*WHAT TO PRODUCE*
Line by line, restate the material exactly.
== MATERIAL SUPPLIED ==
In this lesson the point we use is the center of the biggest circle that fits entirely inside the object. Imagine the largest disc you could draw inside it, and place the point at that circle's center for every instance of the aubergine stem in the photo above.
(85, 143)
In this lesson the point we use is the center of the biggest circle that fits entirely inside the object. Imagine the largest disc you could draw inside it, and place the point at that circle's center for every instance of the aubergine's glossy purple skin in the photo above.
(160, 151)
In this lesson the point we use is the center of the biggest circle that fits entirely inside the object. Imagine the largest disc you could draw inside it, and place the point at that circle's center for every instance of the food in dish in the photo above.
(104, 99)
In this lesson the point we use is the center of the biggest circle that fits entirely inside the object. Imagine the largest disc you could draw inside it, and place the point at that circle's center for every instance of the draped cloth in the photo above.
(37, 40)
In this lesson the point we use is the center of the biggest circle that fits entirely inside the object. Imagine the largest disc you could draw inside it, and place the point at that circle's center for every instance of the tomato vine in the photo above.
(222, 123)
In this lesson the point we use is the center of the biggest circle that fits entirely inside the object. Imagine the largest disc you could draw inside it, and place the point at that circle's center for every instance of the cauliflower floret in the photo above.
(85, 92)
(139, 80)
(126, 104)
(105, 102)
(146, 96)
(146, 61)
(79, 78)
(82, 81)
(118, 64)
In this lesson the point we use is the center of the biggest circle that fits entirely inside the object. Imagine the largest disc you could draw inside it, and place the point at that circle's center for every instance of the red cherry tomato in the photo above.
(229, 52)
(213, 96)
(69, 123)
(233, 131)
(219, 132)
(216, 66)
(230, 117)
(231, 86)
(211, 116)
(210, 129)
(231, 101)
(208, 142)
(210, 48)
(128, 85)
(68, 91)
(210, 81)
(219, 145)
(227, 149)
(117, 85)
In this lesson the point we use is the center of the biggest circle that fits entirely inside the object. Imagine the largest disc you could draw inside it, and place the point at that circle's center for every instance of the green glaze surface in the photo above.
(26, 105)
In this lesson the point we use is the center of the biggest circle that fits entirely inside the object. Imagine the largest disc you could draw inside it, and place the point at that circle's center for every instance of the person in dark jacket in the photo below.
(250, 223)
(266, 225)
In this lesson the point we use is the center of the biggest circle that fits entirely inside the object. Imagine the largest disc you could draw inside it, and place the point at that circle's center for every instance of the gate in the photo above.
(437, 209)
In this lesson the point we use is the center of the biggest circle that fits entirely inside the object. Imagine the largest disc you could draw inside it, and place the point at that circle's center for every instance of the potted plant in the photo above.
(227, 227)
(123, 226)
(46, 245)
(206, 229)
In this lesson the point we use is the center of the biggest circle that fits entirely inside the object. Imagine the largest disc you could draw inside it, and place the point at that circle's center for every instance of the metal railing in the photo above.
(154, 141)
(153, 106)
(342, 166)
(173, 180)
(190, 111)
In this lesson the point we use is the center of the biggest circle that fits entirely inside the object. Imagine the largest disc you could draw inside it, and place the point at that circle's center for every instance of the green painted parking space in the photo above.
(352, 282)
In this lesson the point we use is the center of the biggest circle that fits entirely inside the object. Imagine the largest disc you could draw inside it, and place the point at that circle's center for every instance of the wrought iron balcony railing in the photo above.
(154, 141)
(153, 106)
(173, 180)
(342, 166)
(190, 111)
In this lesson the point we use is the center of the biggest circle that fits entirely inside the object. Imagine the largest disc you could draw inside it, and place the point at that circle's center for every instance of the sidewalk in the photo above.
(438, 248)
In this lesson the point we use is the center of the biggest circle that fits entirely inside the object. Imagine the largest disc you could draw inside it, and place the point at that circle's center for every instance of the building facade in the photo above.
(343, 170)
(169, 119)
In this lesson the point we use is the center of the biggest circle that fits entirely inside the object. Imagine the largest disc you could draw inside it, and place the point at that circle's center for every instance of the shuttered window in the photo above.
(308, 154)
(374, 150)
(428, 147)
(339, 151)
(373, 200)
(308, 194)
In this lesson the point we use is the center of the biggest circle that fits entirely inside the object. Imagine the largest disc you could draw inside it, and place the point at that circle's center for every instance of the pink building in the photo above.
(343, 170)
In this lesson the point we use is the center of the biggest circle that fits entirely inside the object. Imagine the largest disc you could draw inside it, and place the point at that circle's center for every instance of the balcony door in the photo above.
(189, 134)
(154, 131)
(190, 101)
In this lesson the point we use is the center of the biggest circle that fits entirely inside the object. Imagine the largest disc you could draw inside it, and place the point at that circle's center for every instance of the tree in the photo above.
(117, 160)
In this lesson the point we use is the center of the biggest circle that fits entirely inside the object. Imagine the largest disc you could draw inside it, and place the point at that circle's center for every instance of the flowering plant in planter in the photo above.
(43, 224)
===
*ANSWER FOR THE TASK*
In this lesson the point we use is the center of the biggest circle that fits entirely inside the object. Imagine the largest disc you could draw inside it, and place the point at that circle's center for every instance of the aubergine stem in the photo above.
(85, 143)
In this lesson the point we use is the center of the biggest circle that fits entirely inside the object. Imagine the largest disc you could draw inside it, and place the point at that circle's center for every instance of the aubergine's glossy purple skin in the photo above.
(160, 151)
In this lesson the point we use is the center of the biggest circle that fits entirely inside the object. Imagine the largest disc you could draw inside it, and place the point at that circle's center for every instance of the food in dish in the photo above.
(104, 99)
In this lesson the point we use is the center of the biggest circle that fits entirely inside the object. Imagine the largest disc you could draw inside it, and place the point at that circle's center for every instance of the draped cloth in the photo above.
(37, 40)
In this lesson the point we use is the center of the biggest circle that fits entirely inside the object. Imagine the largest disc you could draw inside it, and place the point at that circle's center for every instance of the tomato vine in the photo above.
(222, 123)
In this lesson the point we use is the center of the biggest circle that fits entirely inside the object. Imagine the largest disc you could draw inside it, and place the point at that circle's center for every instance of the cauliflower floret in the photo above.
(85, 92)
(139, 80)
(126, 104)
(105, 102)
(146, 96)
(146, 61)
(79, 78)
(82, 81)
(118, 64)
In this lesson the point we use is the center of the biggest circle that fits entirely inside the object. Imagine the largest disc you could draw inside it, and place the point at that circle's center for every instance of the red cherry tomato in the photo above.
(229, 52)
(213, 96)
(69, 123)
(233, 131)
(219, 132)
(216, 66)
(230, 117)
(231, 86)
(211, 116)
(210, 129)
(231, 101)
(208, 142)
(210, 48)
(128, 85)
(68, 91)
(210, 81)
(219, 145)
(227, 149)
(117, 85)
In this lesson the point we use is the center of the biggest circle that fits entirely inside the object. Imagine the largest disc you could draw inside it, and place the point at that circle's center for every instance of the green glaze surface in the photo above.
(26, 105)
In this lesson the point we use is the center of the biggest circle that fits entirely inside the object. Imagine the largest disc you could draw inside it, and place the point at that circle's center for every instance of the person in dark jacket in the photo below.
(250, 223)
(266, 225)
In this lesson the point we use is the center of the biggest circle that fits entirely inside the object. Imagine the largest disc you could draw inside it, and place the point at that circle's center for every instance of the gate in the photo above.
(437, 209)
In this lesson the point we use is the center of the biggest circle that fits entirely inside the object. Imagine the largest disc you could draw inside it, and place the point at that circle's center for every instance of the potted plant in the photo above.
(227, 227)
(123, 226)
(46, 245)
(206, 229)
In this lesson the point we use is the center of the biggest circle that fits entirely inside the object. Imagine the largest disc you could draw inside it, and place the point at that circle's center for every instance of the metal railing in the photo above.
(154, 141)
(153, 106)
(342, 166)
(173, 180)
(190, 111)
In this lesson the point we use is the center of the biggest circle that fits entirely inside the object. Imagine the largest disc you could draw inside it, and place the point at that circle's center for every instance of the green painted parking space in the photo above.
(352, 282)
In this lesson the point we use is the center of the biggest circle that fits entirely inside the object. Imagine the largest disc you could draw inside it, and place the point at that circle's center for every instance of the wrought iron balcony railing in the photo above.
(154, 141)
(153, 106)
(173, 180)
(342, 166)
(190, 111)
In this lesson the point we use is the center of the biggest circle that fits entirely inside the object. Imagine the largest disc you could draw inside it, and place the point at that circle's center for every instance of the sidewalk in the photo above.
(438, 248)
In this lesson the point we use is the center of the biggest circle that fits entirely inside the object. Imagine the largest disc you could draw inside it, and place the point at that circle's center for every instance of the building facade in the photo above.
(343, 170)
(169, 119)
In this lesson the point we use is the center of the biggest circle that fits entirely inside the object. Imagine the largest disc you could draw inside it, and place the point at that circle's center for every instance of the shuttered window in the photo above.
(308, 154)
(374, 150)
(428, 147)
(339, 151)
(373, 200)
(308, 194)
In this lesson the point we use is the center of the biggest circle that fits entirely inside the object. Imagine the largest disc you could draw inside it, and place the point at that circle's center for every instance of the pink building in the photo above.
(343, 170)
In this lesson the point we use is the center of the biggest circle that fits entirely inside the object. Imagine the largest disc you could draw inside it, and place the point at that circle's center for every instance of the balcony door in the photo above.
(189, 134)
(154, 131)
(190, 101)
In this lesson the point we use is the center of the biggest circle that fits entirely inside the object. Imagine the largest disc you could draw inside it, and place the point at that circle's center for every instance of the tree in the photo above.
(117, 160)
In this lesson the point we use is the center of the biggest circle that fits entirely inside the object. Imagine the largest disc you could draw inside it, and place the point at that circle's center for every instance of the flowering plant in planter in the photo above.
(43, 224)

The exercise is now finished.